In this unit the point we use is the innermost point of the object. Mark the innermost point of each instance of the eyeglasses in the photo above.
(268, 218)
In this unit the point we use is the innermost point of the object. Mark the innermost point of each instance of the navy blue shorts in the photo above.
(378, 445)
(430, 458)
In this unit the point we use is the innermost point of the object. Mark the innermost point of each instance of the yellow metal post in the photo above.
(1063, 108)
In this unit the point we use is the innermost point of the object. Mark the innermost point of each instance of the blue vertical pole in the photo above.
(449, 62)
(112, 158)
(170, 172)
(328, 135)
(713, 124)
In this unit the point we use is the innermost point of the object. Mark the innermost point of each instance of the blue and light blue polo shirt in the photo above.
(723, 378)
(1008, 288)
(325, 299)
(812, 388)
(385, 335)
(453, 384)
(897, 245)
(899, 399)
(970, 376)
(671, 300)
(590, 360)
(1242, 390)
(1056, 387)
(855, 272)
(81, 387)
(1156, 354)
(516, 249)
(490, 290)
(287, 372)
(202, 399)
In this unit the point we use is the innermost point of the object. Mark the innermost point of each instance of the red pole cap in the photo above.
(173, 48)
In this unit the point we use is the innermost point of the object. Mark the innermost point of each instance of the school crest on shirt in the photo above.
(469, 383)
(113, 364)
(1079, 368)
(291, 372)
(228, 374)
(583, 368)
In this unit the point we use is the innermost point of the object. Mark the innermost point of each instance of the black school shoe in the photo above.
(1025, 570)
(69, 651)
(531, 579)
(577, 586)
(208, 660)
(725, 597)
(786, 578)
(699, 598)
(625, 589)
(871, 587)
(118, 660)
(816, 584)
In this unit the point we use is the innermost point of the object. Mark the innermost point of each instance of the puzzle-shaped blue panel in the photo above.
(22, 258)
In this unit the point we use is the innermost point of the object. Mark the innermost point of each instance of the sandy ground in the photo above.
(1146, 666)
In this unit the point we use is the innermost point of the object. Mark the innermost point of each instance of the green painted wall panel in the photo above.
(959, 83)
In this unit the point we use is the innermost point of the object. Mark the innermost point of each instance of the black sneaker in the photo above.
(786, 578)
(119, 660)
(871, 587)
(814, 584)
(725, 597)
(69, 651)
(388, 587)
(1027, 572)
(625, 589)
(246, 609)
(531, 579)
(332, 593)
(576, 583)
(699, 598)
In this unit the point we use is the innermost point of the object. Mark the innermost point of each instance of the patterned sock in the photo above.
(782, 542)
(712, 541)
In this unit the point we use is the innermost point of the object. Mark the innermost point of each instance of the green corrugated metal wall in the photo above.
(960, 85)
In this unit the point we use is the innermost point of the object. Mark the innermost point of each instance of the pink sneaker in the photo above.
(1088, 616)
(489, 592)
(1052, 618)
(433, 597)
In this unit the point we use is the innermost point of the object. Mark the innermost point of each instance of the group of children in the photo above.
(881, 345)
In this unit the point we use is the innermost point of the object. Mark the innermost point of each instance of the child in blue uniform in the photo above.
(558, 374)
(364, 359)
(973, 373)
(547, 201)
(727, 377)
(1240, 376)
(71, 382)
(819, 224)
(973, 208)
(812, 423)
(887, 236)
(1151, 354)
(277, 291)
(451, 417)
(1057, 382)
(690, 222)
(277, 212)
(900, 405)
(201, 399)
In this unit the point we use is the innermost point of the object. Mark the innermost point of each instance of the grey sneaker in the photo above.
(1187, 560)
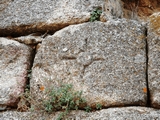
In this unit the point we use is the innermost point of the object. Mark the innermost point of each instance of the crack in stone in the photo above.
(148, 92)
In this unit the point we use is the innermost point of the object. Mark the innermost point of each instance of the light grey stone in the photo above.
(15, 60)
(107, 61)
(21, 17)
(125, 113)
(154, 59)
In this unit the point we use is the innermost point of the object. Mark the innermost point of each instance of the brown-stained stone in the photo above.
(153, 39)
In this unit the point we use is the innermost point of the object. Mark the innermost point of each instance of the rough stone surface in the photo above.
(126, 113)
(140, 8)
(31, 39)
(15, 60)
(23, 17)
(107, 61)
(154, 59)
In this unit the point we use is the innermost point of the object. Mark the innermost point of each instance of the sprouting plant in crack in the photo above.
(63, 98)
(29, 74)
(95, 15)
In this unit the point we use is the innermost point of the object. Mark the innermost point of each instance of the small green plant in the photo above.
(98, 106)
(29, 74)
(95, 15)
(63, 98)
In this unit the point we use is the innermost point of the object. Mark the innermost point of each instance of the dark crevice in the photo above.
(30, 69)
(148, 92)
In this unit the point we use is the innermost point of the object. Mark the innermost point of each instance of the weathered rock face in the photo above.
(154, 56)
(107, 61)
(141, 8)
(130, 113)
(23, 17)
(15, 60)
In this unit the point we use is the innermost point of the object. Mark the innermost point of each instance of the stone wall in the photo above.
(114, 61)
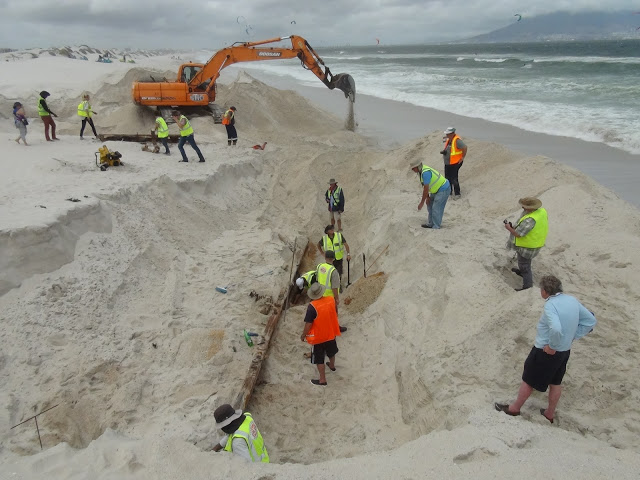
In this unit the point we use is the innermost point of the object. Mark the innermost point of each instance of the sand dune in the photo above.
(109, 307)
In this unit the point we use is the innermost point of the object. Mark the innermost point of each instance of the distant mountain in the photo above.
(566, 26)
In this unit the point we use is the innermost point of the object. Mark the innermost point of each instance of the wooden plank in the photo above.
(138, 137)
(242, 400)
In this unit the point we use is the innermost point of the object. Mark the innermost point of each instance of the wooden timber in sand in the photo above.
(242, 400)
(137, 137)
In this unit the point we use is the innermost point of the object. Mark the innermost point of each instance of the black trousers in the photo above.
(232, 135)
(451, 174)
(84, 124)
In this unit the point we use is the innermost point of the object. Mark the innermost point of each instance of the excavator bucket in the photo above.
(345, 82)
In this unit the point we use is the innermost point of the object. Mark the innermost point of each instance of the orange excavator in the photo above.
(196, 82)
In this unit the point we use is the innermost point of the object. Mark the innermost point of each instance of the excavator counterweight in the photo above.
(195, 84)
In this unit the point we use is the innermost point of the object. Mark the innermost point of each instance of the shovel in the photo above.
(348, 274)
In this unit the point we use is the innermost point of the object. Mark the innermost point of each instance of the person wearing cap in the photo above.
(45, 114)
(86, 112)
(337, 243)
(528, 237)
(242, 435)
(453, 154)
(563, 320)
(21, 122)
(186, 135)
(162, 131)
(320, 331)
(327, 275)
(435, 193)
(229, 121)
(334, 196)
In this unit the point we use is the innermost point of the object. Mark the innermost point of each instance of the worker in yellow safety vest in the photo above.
(453, 154)
(329, 278)
(320, 331)
(162, 130)
(229, 121)
(85, 112)
(435, 193)
(528, 237)
(332, 240)
(186, 135)
(242, 435)
(45, 114)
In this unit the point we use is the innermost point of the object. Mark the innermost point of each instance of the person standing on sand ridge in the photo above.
(563, 320)
(528, 237)
(453, 154)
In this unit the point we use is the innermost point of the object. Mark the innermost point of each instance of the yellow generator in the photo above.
(107, 158)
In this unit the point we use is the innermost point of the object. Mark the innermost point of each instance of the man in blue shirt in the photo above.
(564, 319)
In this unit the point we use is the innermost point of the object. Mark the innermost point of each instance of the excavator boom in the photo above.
(196, 83)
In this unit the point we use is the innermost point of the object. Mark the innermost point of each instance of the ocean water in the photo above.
(585, 90)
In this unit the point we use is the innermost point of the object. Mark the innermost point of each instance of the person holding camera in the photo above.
(453, 155)
(527, 237)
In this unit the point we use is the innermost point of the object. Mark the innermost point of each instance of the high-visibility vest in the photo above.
(228, 117)
(249, 432)
(84, 109)
(308, 278)
(41, 111)
(323, 277)
(325, 327)
(187, 129)
(163, 129)
(537, 236)
(335, 194)
(336, 245)
(455, 155)
(437, 180)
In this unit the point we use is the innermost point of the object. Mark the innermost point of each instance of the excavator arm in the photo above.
(199, 87)
(254, 51)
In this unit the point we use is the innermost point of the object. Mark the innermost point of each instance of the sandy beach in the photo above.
(108, 304)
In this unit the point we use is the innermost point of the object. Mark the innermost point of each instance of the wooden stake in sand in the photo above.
(35, 417)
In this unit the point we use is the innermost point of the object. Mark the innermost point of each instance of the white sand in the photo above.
(90, 287)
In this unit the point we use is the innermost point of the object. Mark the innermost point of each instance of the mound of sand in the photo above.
(110, 309)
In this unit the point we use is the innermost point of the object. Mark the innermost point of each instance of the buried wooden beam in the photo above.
(138, 137)
(242, 400)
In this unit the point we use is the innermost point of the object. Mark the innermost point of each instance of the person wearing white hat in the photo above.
(435, 193)
(334, 196)
(453, 155)
(527, 237)
(242, 435)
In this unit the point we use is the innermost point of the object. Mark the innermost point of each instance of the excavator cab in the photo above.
(344, 82)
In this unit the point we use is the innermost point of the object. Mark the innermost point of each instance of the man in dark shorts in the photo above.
(320, 331)
(564, 319)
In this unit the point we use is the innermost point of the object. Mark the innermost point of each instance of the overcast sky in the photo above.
(214, 23)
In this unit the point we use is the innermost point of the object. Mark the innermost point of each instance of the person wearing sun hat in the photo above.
(242, 435)
(527, 237)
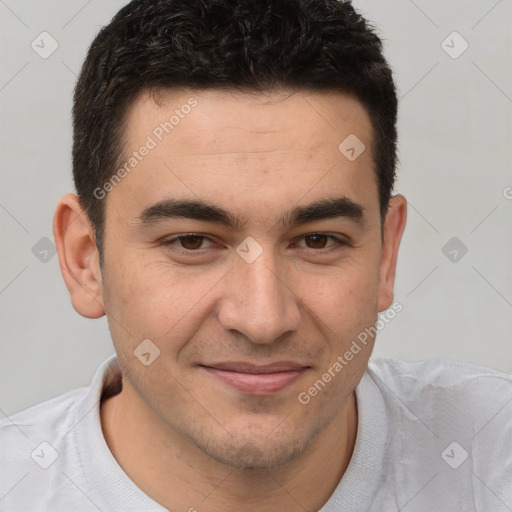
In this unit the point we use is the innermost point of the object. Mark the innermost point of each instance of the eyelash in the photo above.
(198, 252)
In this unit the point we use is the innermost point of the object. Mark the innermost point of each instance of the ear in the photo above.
(78, 257)
(394, 225)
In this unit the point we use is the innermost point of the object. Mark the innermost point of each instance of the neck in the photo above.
(176, 474)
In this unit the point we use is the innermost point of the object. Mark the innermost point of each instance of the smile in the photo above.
(257, 380)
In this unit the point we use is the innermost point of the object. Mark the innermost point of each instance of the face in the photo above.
(247, 247)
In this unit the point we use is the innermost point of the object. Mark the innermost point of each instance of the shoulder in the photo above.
(438, 373)
(441, 387)
(22, 432)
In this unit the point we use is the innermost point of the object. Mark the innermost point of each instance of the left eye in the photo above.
(319, 240)
(188, 242)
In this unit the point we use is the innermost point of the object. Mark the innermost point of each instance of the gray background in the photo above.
(455, 170)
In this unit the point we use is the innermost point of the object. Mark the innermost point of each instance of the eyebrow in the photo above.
(199, 210)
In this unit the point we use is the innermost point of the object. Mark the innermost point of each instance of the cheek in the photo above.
(153, 300)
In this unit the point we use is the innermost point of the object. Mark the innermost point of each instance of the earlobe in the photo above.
(78, 257)
(394, 226)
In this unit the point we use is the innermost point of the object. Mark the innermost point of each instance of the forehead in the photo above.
(223, 145)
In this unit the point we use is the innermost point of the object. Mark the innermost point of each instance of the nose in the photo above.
(258, 302)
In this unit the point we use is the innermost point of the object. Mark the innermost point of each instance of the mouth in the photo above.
(260, 380)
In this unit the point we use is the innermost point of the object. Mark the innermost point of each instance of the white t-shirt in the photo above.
(434, 436)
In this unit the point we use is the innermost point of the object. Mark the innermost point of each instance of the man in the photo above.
(234, 220)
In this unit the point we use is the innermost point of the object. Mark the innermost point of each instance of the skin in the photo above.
(184, 436)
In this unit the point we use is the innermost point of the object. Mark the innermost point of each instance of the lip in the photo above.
(261, 380)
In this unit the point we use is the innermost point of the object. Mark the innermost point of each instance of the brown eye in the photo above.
(191, 242)
(316, 241)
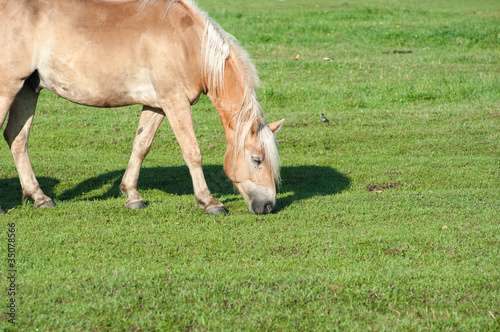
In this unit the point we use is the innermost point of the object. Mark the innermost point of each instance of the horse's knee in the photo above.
(17, 140)
(193, 156)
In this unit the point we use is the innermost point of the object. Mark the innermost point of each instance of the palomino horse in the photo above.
(158, 53)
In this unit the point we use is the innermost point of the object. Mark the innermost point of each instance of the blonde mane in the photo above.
(217, 46)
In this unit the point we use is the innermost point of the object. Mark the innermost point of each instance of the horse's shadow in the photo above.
(299, 183)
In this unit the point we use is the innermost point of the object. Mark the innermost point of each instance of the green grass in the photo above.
(388, 214)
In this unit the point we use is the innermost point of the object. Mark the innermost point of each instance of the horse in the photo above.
(161, 54)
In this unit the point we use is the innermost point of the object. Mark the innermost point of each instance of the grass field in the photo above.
(388, 214)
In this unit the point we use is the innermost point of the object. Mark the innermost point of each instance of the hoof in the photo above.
(216, 210)
(135, 205)
(45, 204)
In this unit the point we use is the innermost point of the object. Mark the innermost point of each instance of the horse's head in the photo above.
(253, 166)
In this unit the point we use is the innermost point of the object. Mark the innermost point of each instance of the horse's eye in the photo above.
(257, 160)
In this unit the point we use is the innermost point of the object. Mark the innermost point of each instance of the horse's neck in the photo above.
(228, 100)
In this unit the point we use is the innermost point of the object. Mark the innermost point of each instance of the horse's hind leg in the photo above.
(7, 95)
(17, 134)
(149, 122)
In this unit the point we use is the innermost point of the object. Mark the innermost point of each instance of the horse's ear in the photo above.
(276, 126)
(257, 122)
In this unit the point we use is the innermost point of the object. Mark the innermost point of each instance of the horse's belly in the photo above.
(104, 91)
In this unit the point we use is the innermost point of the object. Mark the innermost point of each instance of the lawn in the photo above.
(388, 214)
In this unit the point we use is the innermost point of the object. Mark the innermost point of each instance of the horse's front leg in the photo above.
(149, 122)
(181, 121)
(17, 134)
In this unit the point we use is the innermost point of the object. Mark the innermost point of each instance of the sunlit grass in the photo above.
(387, 215)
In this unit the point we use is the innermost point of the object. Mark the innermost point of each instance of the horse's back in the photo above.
(101, 53)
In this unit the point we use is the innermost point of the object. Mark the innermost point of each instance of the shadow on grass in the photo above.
(302, 182)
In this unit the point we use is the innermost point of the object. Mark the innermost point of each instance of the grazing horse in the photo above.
(161, 54)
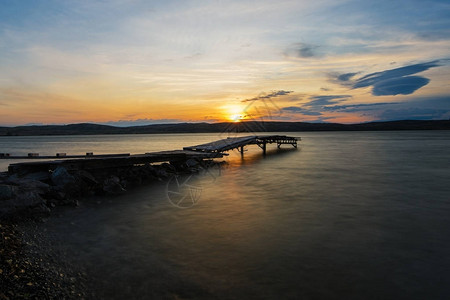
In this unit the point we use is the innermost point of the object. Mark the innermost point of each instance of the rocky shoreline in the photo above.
(34, 195)
(29, 269)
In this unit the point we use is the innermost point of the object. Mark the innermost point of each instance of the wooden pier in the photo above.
(200, 152)
(239, 143)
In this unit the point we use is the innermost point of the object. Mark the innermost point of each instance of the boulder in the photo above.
(61, 177)
(6, 191)
(112, 185)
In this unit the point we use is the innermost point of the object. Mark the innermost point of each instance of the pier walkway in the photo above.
(239, 143)
(89, 161)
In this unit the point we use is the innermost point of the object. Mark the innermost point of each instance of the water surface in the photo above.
(349, 215)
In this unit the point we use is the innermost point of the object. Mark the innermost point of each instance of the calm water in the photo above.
(354, 215)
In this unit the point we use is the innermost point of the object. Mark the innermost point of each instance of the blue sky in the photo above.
(140, 62)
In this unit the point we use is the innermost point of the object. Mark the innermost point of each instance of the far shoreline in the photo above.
(232, 127)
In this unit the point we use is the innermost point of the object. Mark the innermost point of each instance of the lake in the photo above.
(347, 215)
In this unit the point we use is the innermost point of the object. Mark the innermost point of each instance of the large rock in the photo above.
(61, 177)
(6, 191)
(112, 185)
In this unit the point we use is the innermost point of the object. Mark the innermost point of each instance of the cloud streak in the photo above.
(397, 81)
(264, 96)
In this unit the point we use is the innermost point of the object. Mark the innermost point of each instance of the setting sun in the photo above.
(234, 113)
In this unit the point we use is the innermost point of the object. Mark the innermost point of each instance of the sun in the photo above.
(234, 113)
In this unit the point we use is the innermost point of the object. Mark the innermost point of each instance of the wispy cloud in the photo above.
(396, 81)
(264, 96)
(318, 101)
(302, 50)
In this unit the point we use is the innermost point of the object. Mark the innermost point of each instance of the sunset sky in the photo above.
(145, 62)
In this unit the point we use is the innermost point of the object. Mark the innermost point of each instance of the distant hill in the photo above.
(252, 126)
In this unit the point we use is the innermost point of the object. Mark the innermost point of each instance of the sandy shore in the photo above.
(30, 268)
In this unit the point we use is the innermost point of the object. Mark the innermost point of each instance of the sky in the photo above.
(146, 62)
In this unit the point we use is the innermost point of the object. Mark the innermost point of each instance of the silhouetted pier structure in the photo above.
(104, 161)
(240, 142)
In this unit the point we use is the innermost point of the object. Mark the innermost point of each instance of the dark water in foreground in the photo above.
(358, 215)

====================

Return, unchanged, each line from the line containing "hill in the photo above." through the last line of the material.

In this unit the point we use is the innermost point of the object. Mark the innermost point of each instance of the distant hill in the photo above.
(252, 126)
In this unit the point we use is the innermost point of the object. Mark the innermost point of each instance of the sandy shore in the photo above.
(30, 268)
In this unit the point we use is the innermost point of the object. Mark the innermost point of each instance of the sky in the photo above.
(146, 62)
In this unit the point we use is the innermost point of the object. Mark the innermost point of each instance of the silhouetted pier structure in the photo above.
(104, 161)
(240, 142)
In this unit the point we use is the innermost point of the object. Mark the innermost point of each instance of the dark water in foreground in the photo above.
(358, 215)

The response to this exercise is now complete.